Reproduce, word for word, the following passage on taxable and tax-exempt yield curves.

- [Passage to read]
*****
This trend reflects a discrepancy between the taxable and tax-exempt bond markets. For the past several decades, tax-exempt yield curves have been persistently steeper than taxable yield curves.

Since the beginning of this decade, the 30-year Treasury has yielded an average of 160 basis points more than the two-year Treasury. A 30-year swap on the London Interbank Offered Rate on average expressed a yield roughly 164 basis points higher than two-year Libor.

By comparison, based on the Municipal Market Data yield curve, during that time the 30-year triple-A tax-exempt muni has yielded an average of 217 basis points more than the two-year triple-A.

Municipalities that sell tax-exempt bonds, in other words, pay a harsher penalty for incurring longer-term debt than do taxable issuers.

In fact, BABs have hit the municipal market at a time when the tax-exempt curve is unusually steep. The 30-year triple-A currently yields 370 basis points more than the two-year, according to MMD.
*****
- [Data section]
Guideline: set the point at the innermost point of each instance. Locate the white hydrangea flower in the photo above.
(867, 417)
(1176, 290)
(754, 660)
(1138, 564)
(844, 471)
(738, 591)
*****
- [Answer to this exercise]
This trend reflects a discrepancy between the taxable and tax-exempt bond markets. For the past several decades, tax-exempt yield curves have been persistently steeper than taxable yield curves.

Since the beginning of this decade, the 30-year Treasury has yielded an average of 160 basis points more than the two-year Treasury. A 30-year swap on the London Interbank Offered Rate on average expressed a yield roughly 164 basis points higher than two-year Libor.

By comparison, based on the Municipal Market Data yield curve, during that time the 30-year triple-A tax-exempt muni has yielded an average of 217 basis points more than the two-year triple-A.

Municipalities that sell tax-exempt bonds, in other words, pay a harsher penalty for incurring longer-term debt than do taxable issuers.

In fact, BABs have hit the municipal market at a time when the tax-exempt curve is unusually steep. The 30-year triple-A currently yields 370 basis points more than the two-year, according to MMD.